═══ SUPPLIED MATERIAL
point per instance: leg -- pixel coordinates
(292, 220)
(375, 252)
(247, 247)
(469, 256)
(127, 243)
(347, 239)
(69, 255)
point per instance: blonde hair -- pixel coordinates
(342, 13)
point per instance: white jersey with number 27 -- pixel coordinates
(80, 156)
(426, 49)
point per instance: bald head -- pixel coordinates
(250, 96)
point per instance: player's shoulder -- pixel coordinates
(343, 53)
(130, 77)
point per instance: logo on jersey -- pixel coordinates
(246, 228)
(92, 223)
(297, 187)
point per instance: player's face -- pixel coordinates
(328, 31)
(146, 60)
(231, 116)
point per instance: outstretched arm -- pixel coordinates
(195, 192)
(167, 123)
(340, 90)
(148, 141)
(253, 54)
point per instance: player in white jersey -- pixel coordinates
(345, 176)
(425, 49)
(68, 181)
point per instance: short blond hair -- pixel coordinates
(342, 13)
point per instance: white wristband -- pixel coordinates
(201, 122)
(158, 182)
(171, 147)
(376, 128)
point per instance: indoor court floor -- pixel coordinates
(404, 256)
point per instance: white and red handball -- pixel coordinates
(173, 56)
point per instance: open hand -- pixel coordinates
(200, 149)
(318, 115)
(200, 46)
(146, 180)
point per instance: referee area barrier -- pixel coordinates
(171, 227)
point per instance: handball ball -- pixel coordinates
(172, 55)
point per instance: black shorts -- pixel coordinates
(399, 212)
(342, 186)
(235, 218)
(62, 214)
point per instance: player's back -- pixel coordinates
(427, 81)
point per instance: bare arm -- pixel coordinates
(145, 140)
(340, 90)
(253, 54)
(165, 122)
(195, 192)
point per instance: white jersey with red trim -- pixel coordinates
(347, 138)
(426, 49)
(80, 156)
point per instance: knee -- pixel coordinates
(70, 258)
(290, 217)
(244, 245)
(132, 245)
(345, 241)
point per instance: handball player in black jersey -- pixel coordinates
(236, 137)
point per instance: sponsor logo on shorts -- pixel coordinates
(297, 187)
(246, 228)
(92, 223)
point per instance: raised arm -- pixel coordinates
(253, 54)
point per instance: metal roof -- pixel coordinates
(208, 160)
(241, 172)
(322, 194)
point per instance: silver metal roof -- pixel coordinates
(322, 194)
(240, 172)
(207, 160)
══════
Return all of the rows above unchanged, reproducing each line character for character.

point per instance: leg -- pixel coordinates
(292, 220)
(375, 252)
(247, 247)
(469, 256)
(127, 243)
(347, 239)
(69, 255)
point per instance: blonde hair -- pixel coordinates
(342, 13)
point per instance: white jersey with number 27 -- pixel coordinates
(80, 156)
(426, 49)
point per instance: bald head -- pixel coordinates
(250, 96)
point per instance: player's shoulder -- pixel coordinates
(343, 53)
(130, 77)
point per instance: logo on jersey -- pixel coordinates
(246, 228)
(92, 223)
(297, 187)
point per instance: player's face -- pixel coordinates
(328, 31)
(146, 60)
(231, 116)
point per instance: outstretched arm -- pixel coordinates
(195, 192)
(167, 123)
(340, 90)
(148, 141)
(253, 54)
point per instance: player in white jersey -- pixel coordinates
(345, 176)
(425, 49)
(68, 181)
point per instance: short blond hair -- pixel coordinates
(342, 13)
point per instance: white wristband -- pixel coordinates
(201, 122)
(158, 182)
(171, 147)
(376, 128)
point per instance: indoor court floor -- pixel coordinates
(404, 256)
point per instance: white and red handball -- pixel coordinates
(173, 56)
point per instance: open hand -- pixel coordinates
(200, 149)
(318, 115)
(200, 46)
(146, 180)
point per instance: referee area barrier -- pixel coordinates
(171, 227)
point per instance: handball ball -- pixel coordinates
(172, 55)
point per instance: black shorts -- pixel coordinates
(399, 212)
(342, 186)
(235, 218)
(62, 214)
point per instance: player's back -- pixel coordinates
(427, 81)
point per instance: bare arm -- pixel coordinates
(145, 140)
(340, 90)
(253, 54)
(165, 122)
(195, 192)
point per instance: white jersey with red trim -- pixel coordinates
(347, 138)
(426, 49)
(80, 156)
point per instance: knee -- pixel coordinates
(70, 258)
(290, 217)
(244, 245)
(132, 245)
(345, 241)
point per instance: handball player in black jersey -- pixel coordinates
(236, 137)
point per instance: sponsor logo on shorts -- pixel coordinates
(297, 187)
(246, 228)
(92, 223)
point per instance: raised arm -- pixel coordinates
(253, 54)
point per instance: metal roof -- pixel coordinates
(208, 160)
(241, 172)
(322, 194)
point per instance: silver metal roof -- pixel coordinates
(322, 194)
(240, 172)
(207, 160)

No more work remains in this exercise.